Sophie's Choice is a 1979 novel by American author William Styron. It concerns the relationships between three people sharing a boarding house in Brooklyn: Stingo, a young aspiring writer from the South who befriends the Jewish Nathan Landau and his lover Sophie, a Polish, Catholic survivor of the German Nazi concentration camps. The plot ultimately centers on a tragic decision that Sophie was forced to make on her entry, with her children, into Auschwitz.

Sophie's Choice won the US National Book Award for Fiction in 1980. The novel was the basis of a successful film of the same name. It was controversial for the way in which it framed Styron's personal views regarding the Holocaust.

§ **AVAILABLE DATA**:
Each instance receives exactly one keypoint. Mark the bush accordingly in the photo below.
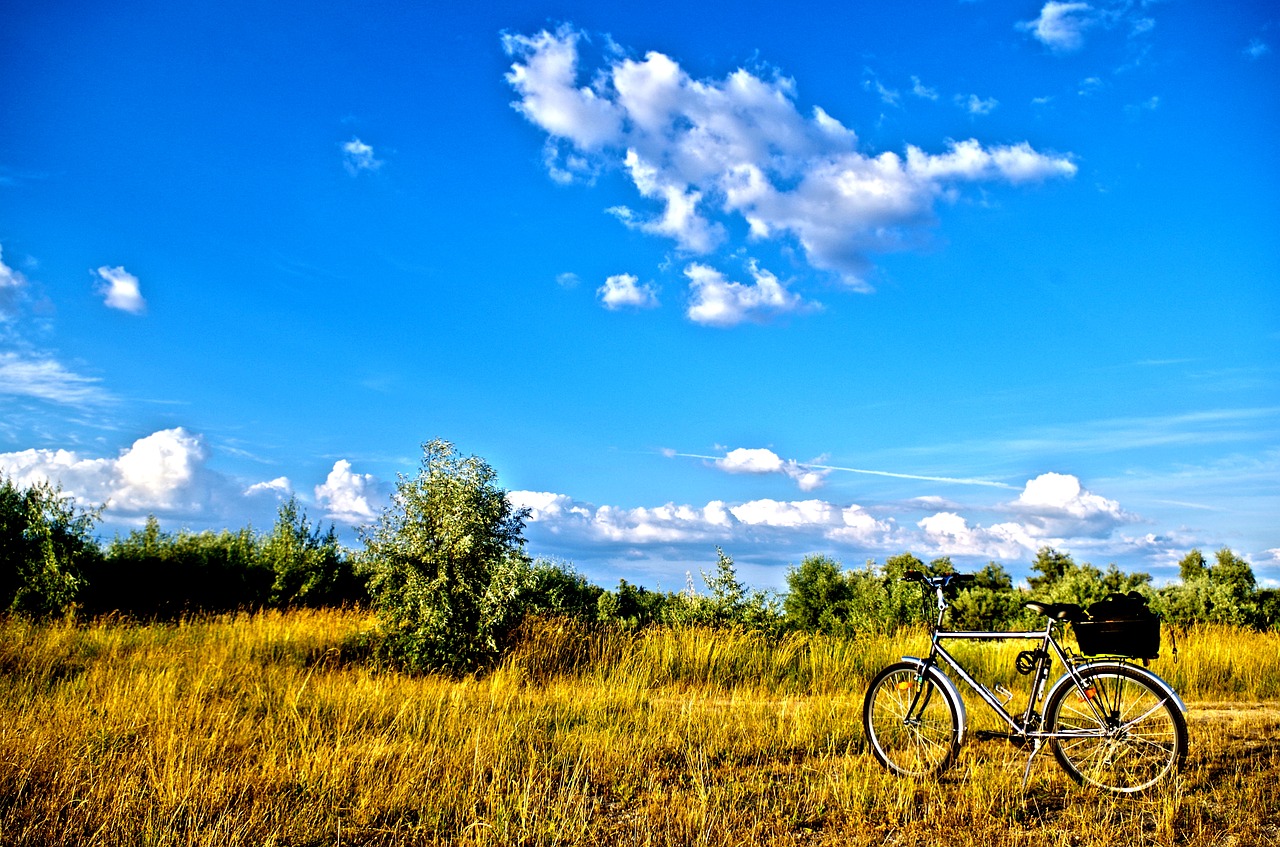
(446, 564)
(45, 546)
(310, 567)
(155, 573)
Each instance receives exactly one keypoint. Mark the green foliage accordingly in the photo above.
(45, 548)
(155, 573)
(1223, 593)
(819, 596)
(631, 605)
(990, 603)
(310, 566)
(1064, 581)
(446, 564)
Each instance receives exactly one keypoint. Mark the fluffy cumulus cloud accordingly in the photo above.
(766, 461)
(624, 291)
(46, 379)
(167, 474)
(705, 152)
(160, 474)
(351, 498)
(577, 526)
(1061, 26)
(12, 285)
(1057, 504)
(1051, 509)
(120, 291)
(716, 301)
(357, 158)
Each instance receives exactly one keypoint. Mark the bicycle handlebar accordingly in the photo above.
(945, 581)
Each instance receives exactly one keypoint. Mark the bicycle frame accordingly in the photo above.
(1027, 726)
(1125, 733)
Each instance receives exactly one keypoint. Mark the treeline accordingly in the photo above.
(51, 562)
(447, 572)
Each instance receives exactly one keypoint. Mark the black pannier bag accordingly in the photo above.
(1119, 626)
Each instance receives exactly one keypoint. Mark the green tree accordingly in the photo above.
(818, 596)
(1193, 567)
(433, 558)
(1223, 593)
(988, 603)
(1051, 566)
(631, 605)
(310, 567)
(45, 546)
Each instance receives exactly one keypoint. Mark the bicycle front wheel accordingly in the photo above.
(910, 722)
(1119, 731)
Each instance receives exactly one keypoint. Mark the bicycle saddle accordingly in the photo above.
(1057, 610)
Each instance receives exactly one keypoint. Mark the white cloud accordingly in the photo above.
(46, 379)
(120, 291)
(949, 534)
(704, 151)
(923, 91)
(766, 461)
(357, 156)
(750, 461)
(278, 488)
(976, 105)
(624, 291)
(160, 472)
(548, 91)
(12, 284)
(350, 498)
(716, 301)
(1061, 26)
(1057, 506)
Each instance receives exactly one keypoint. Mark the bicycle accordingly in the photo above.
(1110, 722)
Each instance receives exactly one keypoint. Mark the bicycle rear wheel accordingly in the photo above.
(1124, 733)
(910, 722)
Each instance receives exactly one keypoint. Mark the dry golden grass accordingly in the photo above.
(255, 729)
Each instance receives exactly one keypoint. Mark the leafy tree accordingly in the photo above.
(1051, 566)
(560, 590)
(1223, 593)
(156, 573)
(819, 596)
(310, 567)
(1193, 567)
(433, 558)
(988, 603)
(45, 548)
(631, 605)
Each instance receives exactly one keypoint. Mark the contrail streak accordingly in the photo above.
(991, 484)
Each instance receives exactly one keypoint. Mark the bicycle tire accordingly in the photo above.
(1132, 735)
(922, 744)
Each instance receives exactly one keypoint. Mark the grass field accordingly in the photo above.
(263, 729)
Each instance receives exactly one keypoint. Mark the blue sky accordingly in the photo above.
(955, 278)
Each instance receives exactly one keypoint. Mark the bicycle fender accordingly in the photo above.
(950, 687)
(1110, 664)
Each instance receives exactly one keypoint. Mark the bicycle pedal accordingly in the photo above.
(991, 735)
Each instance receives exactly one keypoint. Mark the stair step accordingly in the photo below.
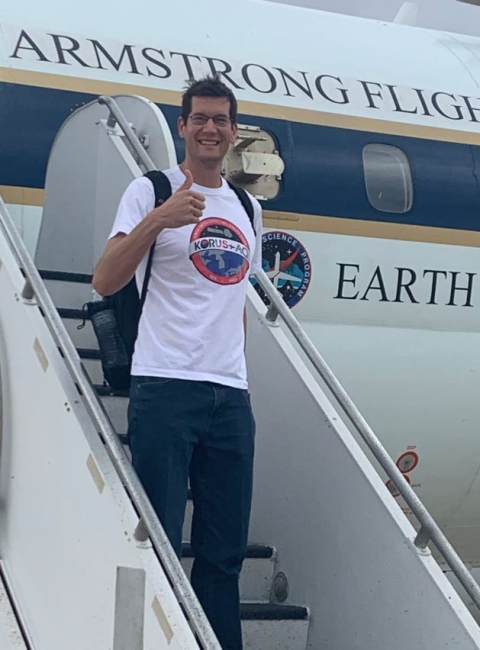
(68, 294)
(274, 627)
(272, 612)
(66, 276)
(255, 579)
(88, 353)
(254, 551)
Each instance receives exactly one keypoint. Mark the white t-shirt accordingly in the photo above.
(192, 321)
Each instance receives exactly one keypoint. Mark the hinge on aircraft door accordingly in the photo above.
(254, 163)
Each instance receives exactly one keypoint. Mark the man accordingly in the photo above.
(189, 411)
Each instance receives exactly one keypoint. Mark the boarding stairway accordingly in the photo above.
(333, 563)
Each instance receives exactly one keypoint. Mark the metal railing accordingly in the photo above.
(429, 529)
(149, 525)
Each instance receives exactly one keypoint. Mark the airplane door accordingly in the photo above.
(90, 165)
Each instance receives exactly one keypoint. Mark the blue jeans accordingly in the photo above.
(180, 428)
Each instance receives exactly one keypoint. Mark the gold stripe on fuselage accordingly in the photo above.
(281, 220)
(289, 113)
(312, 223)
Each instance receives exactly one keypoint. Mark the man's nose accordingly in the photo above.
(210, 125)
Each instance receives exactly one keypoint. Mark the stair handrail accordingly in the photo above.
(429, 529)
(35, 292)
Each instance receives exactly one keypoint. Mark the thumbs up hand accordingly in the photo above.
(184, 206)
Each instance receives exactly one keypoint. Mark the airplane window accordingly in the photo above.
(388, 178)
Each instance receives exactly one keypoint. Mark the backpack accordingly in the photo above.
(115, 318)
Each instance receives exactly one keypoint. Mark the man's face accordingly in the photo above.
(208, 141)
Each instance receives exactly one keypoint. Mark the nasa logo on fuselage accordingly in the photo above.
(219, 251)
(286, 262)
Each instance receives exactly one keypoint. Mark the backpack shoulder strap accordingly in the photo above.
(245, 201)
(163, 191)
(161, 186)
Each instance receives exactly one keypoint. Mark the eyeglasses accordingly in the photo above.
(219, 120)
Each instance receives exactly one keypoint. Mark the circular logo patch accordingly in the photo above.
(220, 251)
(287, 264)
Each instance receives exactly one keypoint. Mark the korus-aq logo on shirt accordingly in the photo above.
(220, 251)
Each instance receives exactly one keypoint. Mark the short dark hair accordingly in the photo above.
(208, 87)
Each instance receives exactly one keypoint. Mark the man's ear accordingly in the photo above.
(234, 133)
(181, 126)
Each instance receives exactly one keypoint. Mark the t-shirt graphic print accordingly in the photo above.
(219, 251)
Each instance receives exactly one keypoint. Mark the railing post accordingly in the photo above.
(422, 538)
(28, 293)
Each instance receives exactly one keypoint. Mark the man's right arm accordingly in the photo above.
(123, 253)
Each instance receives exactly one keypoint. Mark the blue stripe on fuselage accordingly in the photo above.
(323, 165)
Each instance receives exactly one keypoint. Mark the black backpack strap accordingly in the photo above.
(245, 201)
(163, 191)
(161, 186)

§ **TASK DIRECTIONS**: Repeat, word for word, the part of the text on Sophie's Choice that opens with the words containing "Sophie's Choice is" and closes with "children, into Auschwitz.". Work from the text on Sophie's Choice alone.

§ **YOUR SOLUTION**:
Sophie's Choice is a 1979 novel by American author William Styron. It concerns the relationships between three people sharing a boarding house in Brooklyn: Stingo, a young aspiring writer from the South who befriends the Jewish Nathan Landau and his lover Sophie, a Polish, Catholic survivor of the German Nazi concentration camps. The plot ultimately centers on a tragic decision that Sophie was forced to make on her entry, with her children, into Auschwitz.